■ 作業項目 1
研究課題の記録のうち、「キメラ抗原受容体T細胞(CAR-T細胞)療法は」で始まる段落を、主な内容を残して箇条書きにまとめてください。
■ 作業項目 2
次の(a)～(c)が研究課題の記録と合っているか、それぞれ「はい」か「いいえ」で答え、根拠となる記録の言葉をそのまま引用してください。
(a) 研究代表者は慶應義塾大学医学部の講師である。
(b) 2023年度の配分額は6,500千円である。
(c) 研究期間は2025年3月31日までである。

■ 提供テキスト

研究課題/領域番号 |
23K24171
|
補助金の研究課題番号 |
22H02910 (2022-2023)
|
研究種目 |
基盤研究(B)
|
配分区分 | 基金 (2024) 補助金 (2022-2023) |
応募区分 | 一般 |
審査区分 |
小区分50010:腫瘍生物学関連
|
研究機関 | 慶應義塾大学 (2023-2024) 愛知県がんセンター(研究所) (2022) |
研究代表者 |
井上 聡 慶應義塾大学, 医学部(信濃町), 講師 (30801930)
|
研究分担者 |
松下 博和 愛知県がんセンター(研究所), 腫瘍免疫制御TR分野, 分野長 (80597782)
|
研究期間 (年度) |
2022-04-01 – 2025-03-31
|
研究課題ステータス |
交付 (2024年度)
|
配分額 *注記 |
17,420千円 (直接経費: 13,400千円、間接経費: 4,020千円)
2024年度: 5,070千円 (直接経費: 3,900千円、間接経費: 1,170千円)
2023年度: 5,850千円 (直接経費: 4,500千円、間接経費: 1,350千円)
2022年度: 6,500千円 (直接経費: 5,000千円、間接経費: 1,500千円)
|
キーワード | CAR-T細胞 / ゲノム異常 / がん免疫 / 個別化医療 / 細胞免疫治療 |
研究開始時の研究の概要 |
キメラ抗原受容体T細胞(CAR-T細胞)療法は難治性腫瘍に対する治療法として注目されている。しかし、大半の悪性腫瘍に対しては持続的な治療効果が得 られていない。現在、主に T 細胞の質、免疫抑制環境にのみ着目して抵抗性を克服する手法の開発が進められている。本研究では、腫瘍細胞自体が抗腫瘍 T 細胞による細胞傷害活性への抵抗性に関わる分子機構を有するという仮説を立てた。腫瘍細胞が有する抵抗性機序を分子レベルで明らかにし、これを阻害することにより CAR-T 細胞による細胞傷害活性を高めることで治療抵抗性の克服目指すものである。

■ 抽出エントリ
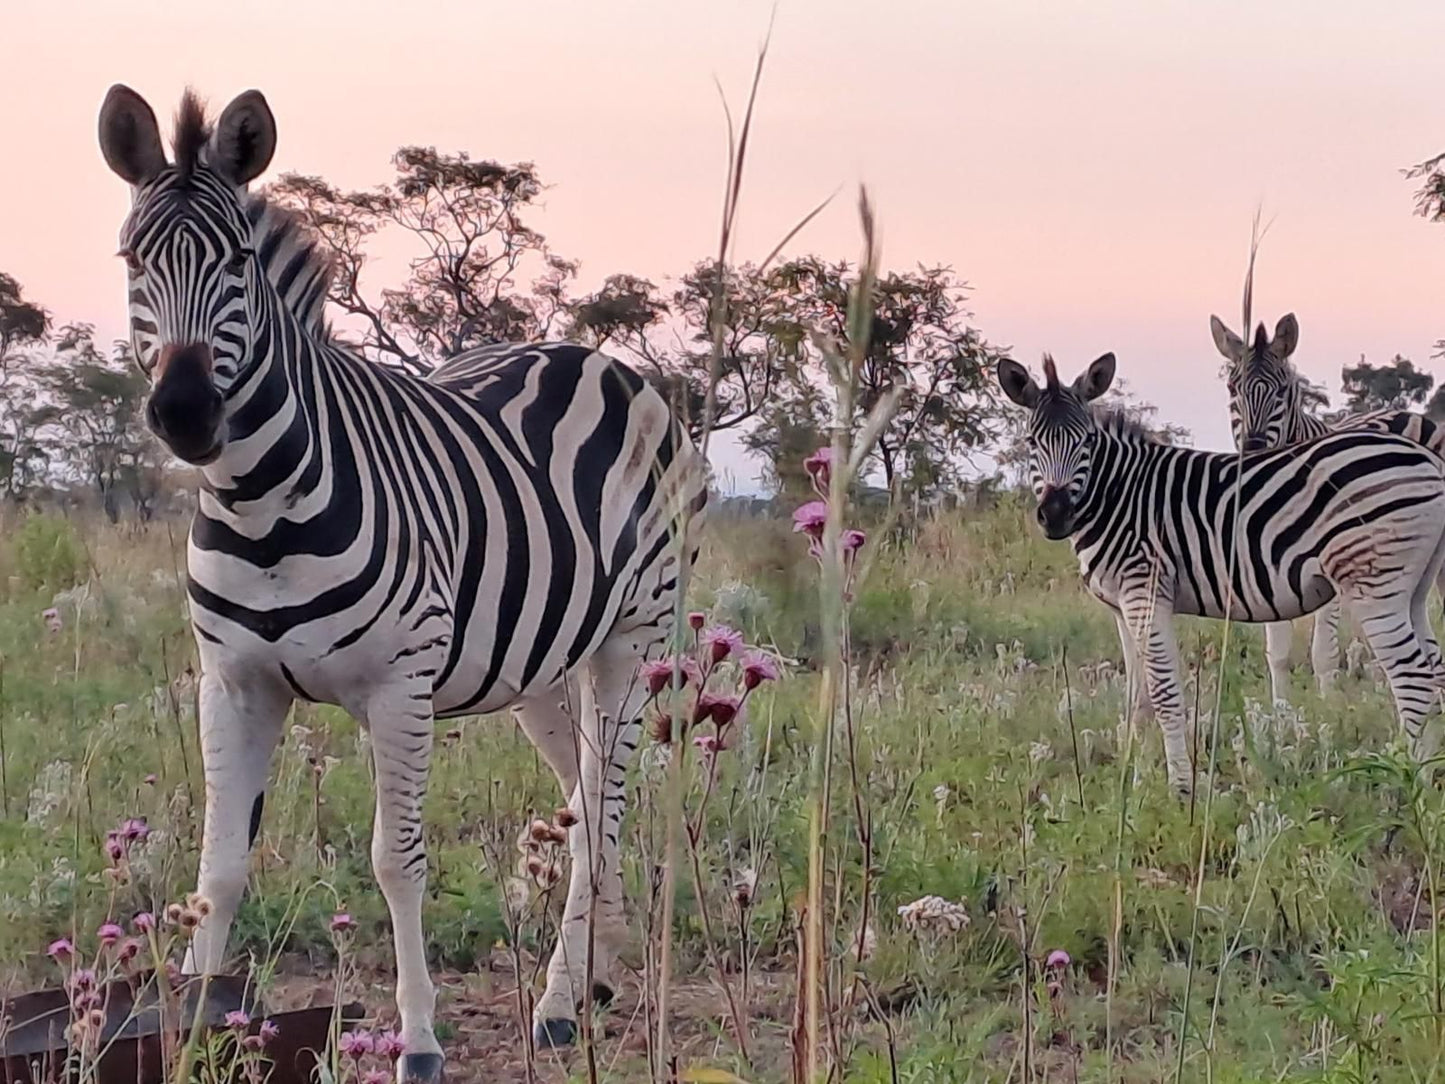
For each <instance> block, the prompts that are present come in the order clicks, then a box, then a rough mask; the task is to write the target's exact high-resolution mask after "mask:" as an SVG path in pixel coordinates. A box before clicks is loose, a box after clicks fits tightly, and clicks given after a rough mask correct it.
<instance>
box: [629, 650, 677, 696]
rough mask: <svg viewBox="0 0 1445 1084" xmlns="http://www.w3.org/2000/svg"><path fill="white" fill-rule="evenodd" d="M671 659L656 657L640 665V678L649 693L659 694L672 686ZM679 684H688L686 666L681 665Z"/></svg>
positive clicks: (655, 694)
mask: <svg viewBox="0 0 1445 1084" xmlns="http://www.w3.org/2000/svg"><path fill="white" fill-rule="evenodd" d="M673 662H675V661H673V659H656V661H653V662H644V663H643V665H642V671H640V674H642V679H643V682H644V684H646V685H647V692H649V695H653V697H656V695H660V694H662V691H663V689H669V688H672V668H673ZM681 669H682V674H681V684H682V685H686V684H688V668H686V666H682V668H681Z"/></svg>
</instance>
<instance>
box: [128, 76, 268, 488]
mask: <svg viewBox="0 0 1445 1084" xmlns="http://www.w3.org/2000/svg"><path fill="white" fill-rule="evenodd" d="M100 147H101V153H103V155H104V156H105V163H107V165H108V166H110V168H111V169H113V171H114V172H116V173H117V175H118V176H120V178H121V179H123V181H126V182H127V184H129V185H130V195H131V204H130V214H129V215H126V221H124V224H123V225H121V230H120V253H118V254H120V256H121V257H123V259H124V262H126V270H127V279H129V288H127V293H129V299H130V335H131V343H133V347H134V354H136V360H137V361H139V363H140V367H142V369H143V370H144V371H146V373H147V374H149V376H150V396H149V399H147V402H146V421H147V423H149V425H150V429H152V431H153V432H155V434H156V436H159V438H160V439H162V441H163V442H165V445H166V447H168V448H171V451H172V452H175V454H176V455H178V457H179V458H182V460H185V461H186V463H191V464H207V463H212V461H214V460H215V458H217V457H218V455H220V454H221V451H223V449H224V448H225V395H227V390H228V389H230V387H231V386H233V384H236V382H237V379H238V377H240V376H241V374H243V373H244V371H246V369H247V366H249V363H250V361H251V357H253V338H254V335H256V321H254V319H253V317H251V311H253V309H251V306H250V305H249V304H247V298H249V296H254V295H256V293H257V291H259V283H260V275H262V272H260V270H259V269H257V266H256V260H254V259H253V257H254V251H253V249H251V227H250V224H249V221H247V217H246V212H244V211H243V207H241V197H243V194H244V189H246V185H247V184H249V182H251V181H253V179H256V176H259V175H260V173H262V171H264V169H266V166H267V165H269V163H270V158H272V152H275V149H276V121H275V119H273V117H272V113H270V108H269V107H267V106H266V98H263V97H262V94H260V93H259V91H246V93H244V94H241V95H240V97H237V98H236V100H234V101H233V103H231V104H230V106H227V107H225V110H224V111H223V113H221V117H220V120H218V121H217V123H215V126H214V129H212V127H211V124H210V123H208V121H207V119H205V114H204V111H202V108H201V104H199V101H198V100H197V98H195V97H194V95H192V94H191V93H189V91H188V93H186V95H185V98H184V100H182V103H181V110H179V113H178V114H176V127H175V137H173V140H172V149H173V152H175V160H173V162H169V160H166V153H165V149H163V147H162V145H160V130H159V127H158V126H156V114H155V113H153V111H152V108H150V106H147V104H146V100H144V98H142V97H140V95H139V94H136V93H134V91H133V90H130V88H129V87H121V85H118V84H117V85H114V87H111V88H110V93H108V94H107V95H105V101H104V104H103V106H101V110H100Z"/></svg>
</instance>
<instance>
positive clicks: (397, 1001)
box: [364, 671, 442, 1084]
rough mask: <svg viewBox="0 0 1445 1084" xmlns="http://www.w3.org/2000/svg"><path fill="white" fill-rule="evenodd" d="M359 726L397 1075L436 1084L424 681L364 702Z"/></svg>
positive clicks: (430, 769) (436, 1070)
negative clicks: (428, 872) (375, 821)
mask: <svg viewBox="0 0 1445 1084" xmlns="http://www.w3.org/2000/svg"><path fill="white" fill-rule="evenodd" d="M429 674H431V672H429V671H428V672H426V675H429ZM364 721H366V724H367V728H368V730H370V731H371V759H373V763H374V769H376V824H374V828H373V831H371V869H373V870H374V872H376V880H377V885H380V887H381V895H383V896H384V898H386V906H387V909H389V911H390V912H392V941H393V947H394V950H396V1009H397V1015H399V1016H400V1019H402V1033H400V1038H402V1049H403V1054H402V1058H400V1061H399V1062H397V1070H396V1075H397V1080H399V1081H403V1084H409V1083H412V1081H415V1083H416V1084H436V1081H441V1078H442V1048H441V1044H439V1042H438V1041H436V1032H435V1031H434V1028H432V1018H434V1013H435V1010H436V989H435V987H434V986H432V978H431V974H429V973H428V970H426V937H425V932H423V929H422V900H423V898H425V895H426V846H425V837H423V833H422V799H423V798H425V795H426V776H428V773H429V770H431V759H432V737H434V728H435V720H434V715H432V701H431V679H429V676H426V681H425V684H416V685H412V684H406V685H397V687H387V688H386V689H383V691H381V692H380V694H377V695H376V697H373V698H371V700H370V701H368V702H367V705H366V715H364Z"/></svg>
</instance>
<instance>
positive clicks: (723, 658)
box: [702, 624, 744, 662]
mask: <svg viewBox="0 0 1445 1084" xmlns="http://www.w3.org/2000/svg"><path fill="white" fill-rule="evenodd" d="M702 643H704V645H707V646H708V648H711V649H712V655H711V658H712V662H722V659H725V658H727V656H728V655H733V653H736V652H741V650H743V648H744V643H743V633H740V632H737V629H728V627H727V626H725V624H715V626H712V627H711V629H708V630H707V632H705V633H702Z"/></svg>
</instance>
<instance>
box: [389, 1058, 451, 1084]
mask: <svg viewBox="0 0 1445 1084" xmlns="http://www.w3.org/2000/svg"><path fill="white" fill-rule="evenodd" d="M396 1078H397V1081H400V1084H441V1081H442V1055H441V1054H403V1055H402V1059H400V1061H399V1062H397V1064H396Z"/></svg>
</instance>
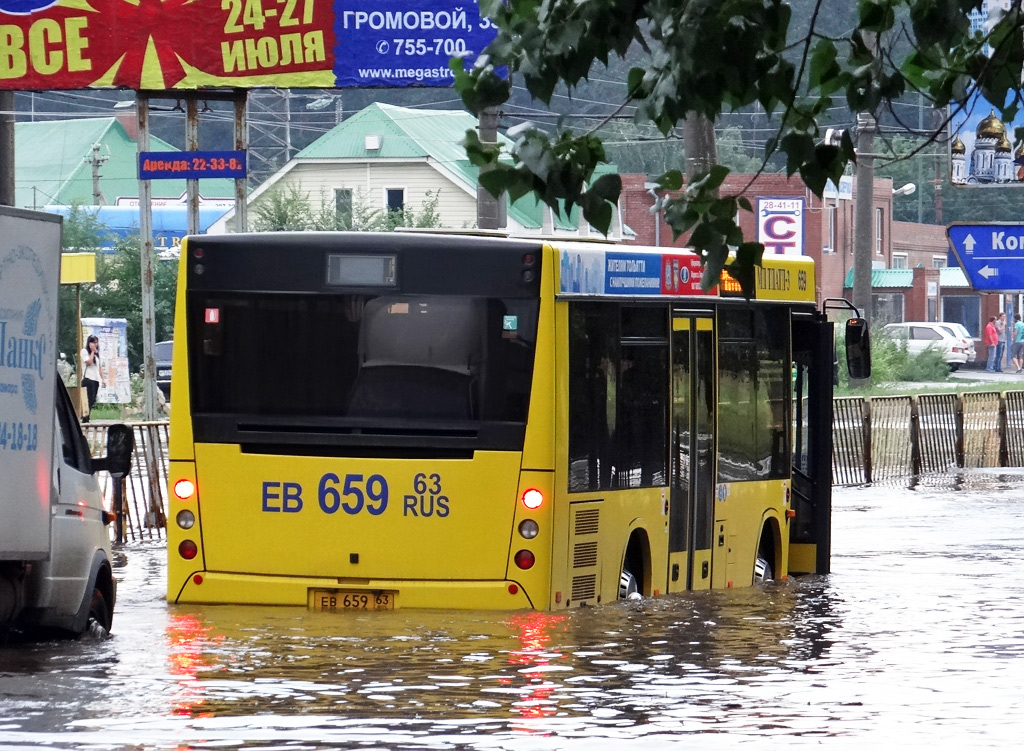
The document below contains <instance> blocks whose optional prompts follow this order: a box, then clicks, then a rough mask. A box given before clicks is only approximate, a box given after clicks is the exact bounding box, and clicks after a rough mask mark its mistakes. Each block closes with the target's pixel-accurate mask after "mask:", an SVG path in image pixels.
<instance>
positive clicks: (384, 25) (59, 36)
mask: <svg viewBox="0 0 1024 751" xmlns="http://www.w3.org/2000/svg"><path fill="white" fill-rule="evenodd" d="M199 30H202V33H198V32H199ZM495 33H496V30H495V28H494V27H493V26H492V24H490V22H489V20H488V19H487V18H481V17H480V12H479V7H478V6H477V4H476V2H475V1H470V2H461V1H459V2H456V1H455V0H139V2H124V1H123V0H89V2H88V3H85V2H82V1H81V0H56V2H54V1H53V0H0V89H13V90H32V89H80V88H129V89H136V90H154V91H162V90H171V89H202V88H214V87H226V86H229V87H232V88H254V87H260V86H275V87H279V88H335V87H346V86H371V87H372V86H394V87H406V86H451V85H452V72H451V70H449V67H447V64H449V58H450V57H452V56H462V57H463V58H464V60H465V64H466V65H467V66H470V65H472V61H473V60H474V59H475V57H476V55H477V54H479V52H480V51H481V50H482V49H483V47H484V46H486V44H487V43H488V42H489V41H490V40H492V39H494V36H495Z"/></svg>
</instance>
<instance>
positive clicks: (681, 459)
mask: <svg viewBox="0 0 1024 751" xmlns="http://www.w3.org/2000/svg"><path fill="white" fill-rule="evenodd" d="M692 324H693V321H692V320H691V319H688V318H687V319H683V318H676V319H674V320H673V322H672V482H671V486H670V495H669V591H670V592H675V591H679V590H682V589H687V588H688V587H689V576H688V571H689V569H690V565H689V562H688V561H689V560H690V557H689V553H690V545H689V542H690V516H691V514H692V510H691V509H692V503H691V490H692V482H691V481H692V477H691V475H692V472H693V467H692V461H693V449H692V436H693V424H692V420H693V411H692V402H693V368H692V358H693V356H692V351H691V347H692V338H693V331H692Z"/></svg>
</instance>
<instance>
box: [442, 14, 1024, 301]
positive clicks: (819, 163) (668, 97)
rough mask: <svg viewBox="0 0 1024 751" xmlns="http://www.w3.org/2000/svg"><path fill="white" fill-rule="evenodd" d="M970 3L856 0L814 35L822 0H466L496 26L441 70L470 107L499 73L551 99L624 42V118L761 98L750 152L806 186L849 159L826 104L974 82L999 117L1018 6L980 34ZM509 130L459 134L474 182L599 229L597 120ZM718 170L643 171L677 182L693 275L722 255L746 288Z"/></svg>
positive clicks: (757, 243)
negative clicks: (652, 171)
mask: <svg viewBox="0 0 1024 751" xmlns="http://www.w3.org/2000/svg"><path fill="white" fill-rule="evenodd" d="M981 3H982V0H860V1H859V3H858V5H857V12H856V19H855V24H854V26H853V27H852V28H850V29H848V30H847V31H846V32H845V33H843V34H841V35H836V34H830V35H829V34H824V33H822V32H821V31H820V28H819V22H820V18H821V17H822V14H825V13H828V12H829V3H827V2H825V0H816V1H814V2H812V3H811V12H810V14H809V17H808V18H806V19H805V18H803V17H801V18H799V22H800V24H798V23H797V20H798V19H795V18H794V17H793V9H792V7H791V5H790V4H788V3H786V2H783V1H782V0H646V1H645V0H587V2H579V1H578V0H480V10H481V13H482V14H484V15H486V16H487V17H489V18H492V19H493V23H494V24H495V26H496V27H497V29H498V33H497V36H496V37H495V39H494V41H493V42H492V43H490V44H489V45H488V46H487V48H486V49H485V50H483V53H482V54H481V55H480V56H479V57H478V58H477V61H476V65H475V66H474V68H473V69H472V70H471V71H469V72H466V71H464V70H463V66H462V62H461V60H453V61H452V70H453V72H454V74H455V77H456V89H457V90H458V92H459V93H460V95H461V96H462V98H463V101H464V102H465V103H466V106H467V107H468V108H469V109H470V111H472V112H474V113H477V114H478V113H479V112H480V111H481V110H483V109H484V108H488V107H490V108H495V107H497V108H500V107H501V106H502V105H504V103H505V102H506V101H508V99H509V97H510V94H511V85H510V81H511V80H516V81H519V80H521V81H522V82H523V84H524V85H525V87H526V89H527V91H528V92H529V95H530V96H531V97H532V98H534V99H535V100H540V101H543V102H545V103H550V101H551V97H552V95H553V94H554V92H555V90H556V88H557V87H559V86H564V87H566V88H567V89H568V91H569V92H570V93H571V92H572V91H573V90H574V89H575V88H577V87H578V86H580V85H581V83H582V82H584V81H585V80H586V79H587V78H588V76H590V75H591V73H592V71H594V70H595V67H596V66H598V65H601V66H604V67H607V66H608V65H609V61H611V60H612V59H613V58H615V57H617V58H620V59H626V58H627V56H629V57H630V58H631V59H633V58H634V57H635V56H636V55H637V54H638V53H639V54H640V55H641V57H642V65H634V67H633V68H632V69H631V70H630V71H629V74H628V87H627V90H628V93H627V96H626V101H625V102H621V103H618V105H617V106H622V105H623V103H630V105H632V106H633V107H635V121H636V123H637V124H638V125H643V124H648V123H650V124H653V125H654V126H656V127H657V128H658V130H659V131H660V132H662V133H663V134H668V133H669V132H670V131H672V130H673V129H674V128H676V127H678V126H679V125H680V124H681V123H682V124H686V123H692V122H693V121H694V120H696V119H699V118H706V119H708V120H709V121H711V122H714V121H715V120H716V119H717V118H719V117H720V116H721V115H722V114H723V113H726V112H732V111H737V110H740V109H742V108H745V107H750V106H752V105H755V103H757V105H760V107H762V108H763V109H764V111H765V112H766V113H767V114H768V115H769V116H771V117H772V118H773V122H774V123H775V124H776V130H775V132H774V135H773V136H772V137H771V138H769V139H768V142H767V144H766V147H765V153H764V160H765V163H767V162H768V160H770V159H772V158H773V157H775V156H777V155H782V156H784V159H785V171H786V173H787V174H788V175H791V176H792V175H794V174H799V175H800V178H801V179H802V180H803V182H804V183H805V184H806V185H807V186H808V189H810V190H811V191H812V192H813V193H814V194H815V195H817V196H819V197H820V196H821V194H822V192H823V191H824V189H825V185H826V183H827V181H828V180H831V181H834V182H838V181H839V178H840V176H841V175H842V174H843V173H844V171H845V170H846V167H847V165H848V164H850V163H851V162H853V161H855V159H856V155H855V154H854V148H853V141H852V139H851V138H850V136H849V134H848V133H846V134H844V136H843V138H842V140H841V142H840V143H838V144H829V143H824V142H822V134H823V133H822V131H823V128H824V126H825V125H826V124H827V123H828V120H829V118H830V117H831V118H834V117H835V116H829V111H831V110H834V109H835V108H836V107H838V106H843V107H845V108H846V109H847V110H848V111H849V114H850V115H851V116H856V114H858V113H868V114H871V115H872V116H873V115H877V114H878V113H879V112H881V111H883V110H884V109H886V108H887V107H890V106H891V105H892V103H893V102H895V101H897V100H899V98H900V97H901V96H903V95H904V94H905V93H908V92H918V93H920V94H921V95H922V96H923V97H924V98H925V99H926V100H927V101H928V102H930V103H931V105H932V106H934V107H936V108H945V107H947V106H950V107H953V108H963V107H966V106H968V102H969V100H970V98H971V96H972V94H973V93H974V92H976V91H977V92H980V93H981V94H982V95H983V96H984V97H985V98H986V99H987V100H988V101H991V102H1006V105H1005V106H1004V107H1001V108H997V109H999V110H1000V111H1001V115H1002V118H1004V120H1006V121H1012V120H1013V117H1014V116H1015V115H1016V113H1017V110H1018V108H1019V106H1020V105H1021V102H1022V97H1021V69H1022V60H1024V43H1022V28H1024V23H1022V11H1021V8H1020V7H1016V4H1015V7H1013V8H1011V9H1010V10H1009V11H1008V12H1007V13H1006V14H1005V15H1002V16H1001V17H999V18H994V19H992V22H993V23H992V25H991V27H990V28H989V29H988V30H987V33H985V34H972V33H971V29H970V22H969V18H968V13H969V12H970V11H971V10H972V9H975V8H977V7H978V6H979V5H981ZM845 7H846V3H844V8H845ZM805 22H806V26H804V24H805ZM798 27H800V30H799V32H798V31H797V28H798ZM505 71H507V75H506V74H505ZM509 135H510V137H511V139H512V141H513V145H512V148H511V155H510V156H511V159H509V158H508V155H505V154H503V153H502V147H501V145H494V144H484V143H481V142H480V141H479V139H478V138H477V137H476V135H475V133H474V132H473V131H468V132H467V135H466V151H467V154H468V156H469V158H470V160H471V161H472V162H473V163H474V164H477V165H478V166H481V167H482V166H484V165H489V166H490V169H489V170H487V171H486V172H481V177H480V179H481V182H482V183H483V185H484V187H486V189H487V190H488V191H489V192H490V193H492V194H493V195H500V194H501V193H502V192H507V193H508V194H509V196H510V197H511V198H512V199H513V200H515V199H517V198H520V197H522V196H524V195H526V194H528V193H530V192H532V193H536V194H537V196H538V197H539V198H540V199H541V200H542V201H544V203H545V204H547V205H548V206H550V207H551V208H552V209H554V210H556V211H560V210H564V211H568V210H570V209H571V208H572V207H573V206H580V207H581V208H582V210H583V213H584V217H585V218H586V219H587V221H589V222H590V223H591V224H592V225H593V226H595V227H597V228H598V230H600V231H602V232H607V230H608V227H609V226H610V222H611V212H612V206H613V204H614V202H615V201H616V200H617V198H618V194H620V192H621V190H622V184H621V181H620V179H618V177H617V176H615V175H605V176H602V177H600V178H599V179H596V180H594V179H593V176H594V170H595V169H596V167H597V166H598V165H599V164H601V163H602V162H603V161H605V156H606V155H605V151H604V147H603V143H602V142H601V139H600V138H599V137H598V136H597V135H596V133H594V132H588V133H585V134H582V135H572V134H571V133H569V132H567V131H565V130H561V129H556V130H555V131H554V132H551V133H549V132H546V131H545V130H543V129H542V128H540V127H537V126H525V127H522V126H520V127H517V128H516V129H515V130H514V132H512V133H510V134H509ZM1018 135H1019V136H1020V135H1021V134H1018ZM686 147H687V149H688V150H689V149H691V148H692V144H691V143H687V144H686ZM687 157H689V154H688V155H687ZM727 174H728V169H727V168H725V167H723V166H721V165H719V164H712V165H711V166H710V167H707V168H705V169H700V170H699V172H696V171H692V170H691V171H690V172H689V173H688V174H685V176H684V173H683V170H682V169H674V170H669V171H667V172H665V173H664V174H662V175H659V176H658V177H657V178H656V180H655V181H656V182H657V183H658V184H659V185H660V187H663V189H664V190H666V191H673V192H675V191H679V192H680V193H679V195H678V196H676V197H673V198H669V199H667V200H666V201H665V204H664V206H665V218H666V222H667V223H668V224H669V226H670V227H671V228H672V232H673V234H674V236H675V237H676V238H678V237H680V236H683V235H687V234H688V235H689V238H688V244H689V245H690V246H691V247H692V248H694V250H695V251H696V252H698V253H699V254H700V255H701V257H702V259H703V261H705V263H706V266H707V269H708V270H707V273H706V274H705V275H703V279H705V280H706V282H707V283H708V284H714V283H715V282H717V280H718V278H719V273H720V272H721V269H722V268H723V267H724V266H726V265H727V264H728V266H729V269H730V273H732V275H733V276H735V277H736V278H737V279H738V280H739V281H740V283H741V284H743V286H744V289H745V290H748V291H750V290H751V289H752V288H753V269H754V265H755V264H757V263H759V262H760V258H761V254H762V252H763V250H764V249H763V247H762V246H761V245H760V244H759V243H754V242H749V241H744V239H743V237H742V234H741V232H740V230H739V226H738V223H737V221H736V212H737V209H742V210H745V211H750V210H751V205H750V202H749V201H748V200H746V199H745V198H743V197H735V196H720V195H719V189H720V186H721V185H722V182H723V181H724V179H725V176H726V175H727ZM730 254H732V256H731V257H730Z"/></svg>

■ 解答欄 1
- CAR-T細胞療法は難治性腫瘍の治療法として注目されているが、大半の悪性腫瘍では持続的な治療効果が得られていない。
- 抵抗性を克服する手法は、現在おもにT細胞の質と免疫抑制環境だけに着目して開発されている。
- 本研究の仮説：腫瘍細胞自体が、抗腫瘍T細胞による細胞傷害活性への抵抗性に関わる分子機構を持っている。
- 目標：その抵抗性の仕組みを分子レベルで明らかにして阻害し、CAR-T細胞の細胞傷害活性を高めることで治療抵抗性を克服する。

■ 解答欄 2
(a) はい。「井上 聡 慶應義塾大学, 医学部(信濃町), 講師」
(b) いいえ。「2023年度: 5,850千円」
(c) はい。「2022-04-01 – 2025-03-31」